Friday, February 26, 2010
My Comeback…With a Salad
AZERBAIJAN FOOD
The family loved it - everybody found it fresh, colorful, slightly crunchy and very delicious! I usually use light mayonnaise for the dressing, but if you are not counting calories, regular mayonnaise would work just as fine. If you are using mayonnaise only, be extra careful not to oversalt your salad since mayo is pretty salty by itself. Also, decrease or increase the amount of dressing to your taste. I personally like this salad slightly dry and not too moist. I find that too much mayonnaise takes away from the freshness and the color of the peppers. Enjoy!
CHICKEN SALAD WITH BELL PEPPERS
Serves 4
INGREDIENTS
1 pound (450 g) skinless boneless chicken breast halves
1/2 teaspoon salt, for boiling
1 medium fresh cucumber, peeled (you can substitute with pickled cucumber)
2 medium carrots, boiled and peeled
1 medium green bell pepper, cored and seeded
1 medium red bell pepper, cored and seeded
1 medium yellow or orange bell pepper, cored and seeded
1/3 cup or more, to taste, fresh chopped dill
salt, to taste
ground black pepper, to taste
For the dressing:
4 tablespoons lite mayonnaise (You can also mix 2 tablespoons of mayonnaise with 2 tablespoons of sour cream)

--

=== Exercise brief ===
Continue the chicken salad recipe above, picking up right after its last line.

--

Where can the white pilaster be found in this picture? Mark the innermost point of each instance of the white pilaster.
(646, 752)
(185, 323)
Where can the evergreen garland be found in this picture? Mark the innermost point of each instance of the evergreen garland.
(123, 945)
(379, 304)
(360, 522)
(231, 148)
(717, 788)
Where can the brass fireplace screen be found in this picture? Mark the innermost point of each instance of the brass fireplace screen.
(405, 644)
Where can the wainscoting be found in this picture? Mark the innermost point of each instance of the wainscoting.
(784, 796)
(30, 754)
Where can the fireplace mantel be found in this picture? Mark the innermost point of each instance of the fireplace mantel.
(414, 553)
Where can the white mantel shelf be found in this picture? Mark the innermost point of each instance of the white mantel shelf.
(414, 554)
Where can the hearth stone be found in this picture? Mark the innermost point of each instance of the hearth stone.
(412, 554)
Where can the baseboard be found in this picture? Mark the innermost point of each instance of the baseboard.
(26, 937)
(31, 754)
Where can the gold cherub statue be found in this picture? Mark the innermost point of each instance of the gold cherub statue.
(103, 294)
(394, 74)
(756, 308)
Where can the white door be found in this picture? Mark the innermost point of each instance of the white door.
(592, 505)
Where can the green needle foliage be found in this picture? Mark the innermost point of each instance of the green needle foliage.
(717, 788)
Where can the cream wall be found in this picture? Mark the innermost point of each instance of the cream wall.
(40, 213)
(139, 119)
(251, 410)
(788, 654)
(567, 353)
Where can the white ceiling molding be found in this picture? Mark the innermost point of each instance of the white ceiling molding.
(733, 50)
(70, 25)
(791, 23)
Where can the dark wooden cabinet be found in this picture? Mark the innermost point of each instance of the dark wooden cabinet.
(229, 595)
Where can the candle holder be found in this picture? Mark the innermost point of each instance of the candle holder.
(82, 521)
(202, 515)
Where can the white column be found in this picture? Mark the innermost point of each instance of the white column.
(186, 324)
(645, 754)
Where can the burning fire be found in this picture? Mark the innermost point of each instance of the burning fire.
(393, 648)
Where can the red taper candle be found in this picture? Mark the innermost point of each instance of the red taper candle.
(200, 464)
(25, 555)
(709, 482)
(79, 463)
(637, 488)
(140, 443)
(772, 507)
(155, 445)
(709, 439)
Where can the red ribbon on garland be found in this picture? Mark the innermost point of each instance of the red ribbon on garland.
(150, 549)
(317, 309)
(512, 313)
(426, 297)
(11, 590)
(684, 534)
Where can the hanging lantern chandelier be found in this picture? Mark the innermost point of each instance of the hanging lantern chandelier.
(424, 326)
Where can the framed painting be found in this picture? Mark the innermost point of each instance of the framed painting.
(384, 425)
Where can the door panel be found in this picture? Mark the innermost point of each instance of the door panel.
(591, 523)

--

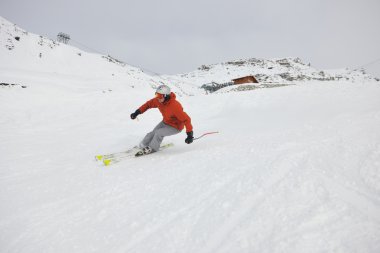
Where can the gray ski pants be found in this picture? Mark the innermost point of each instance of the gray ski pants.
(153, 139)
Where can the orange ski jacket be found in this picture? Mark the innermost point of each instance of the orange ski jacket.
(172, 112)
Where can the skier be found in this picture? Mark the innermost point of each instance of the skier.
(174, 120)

--

=== The reply ===
Method:
1. Place the chicken in a pot with about four cups of water. Add salt. Bring to a boil. Cook for about 20 minutes or until chicken is tender. Drain and set aside. When cool enough to handle, cut the chicken into julienne (long thin) strips using knife or tear it using your hands.
2. Cut the cucumber, carrots and bell peppers, into julienne (long thin) strips.
3. In a mixing bowl, combine the chicken, vegetables, and fresh dill. Season with salt and pepper to taste. Stir to mix. Serve slightly chilled.
Nush Olsun! Enjoy!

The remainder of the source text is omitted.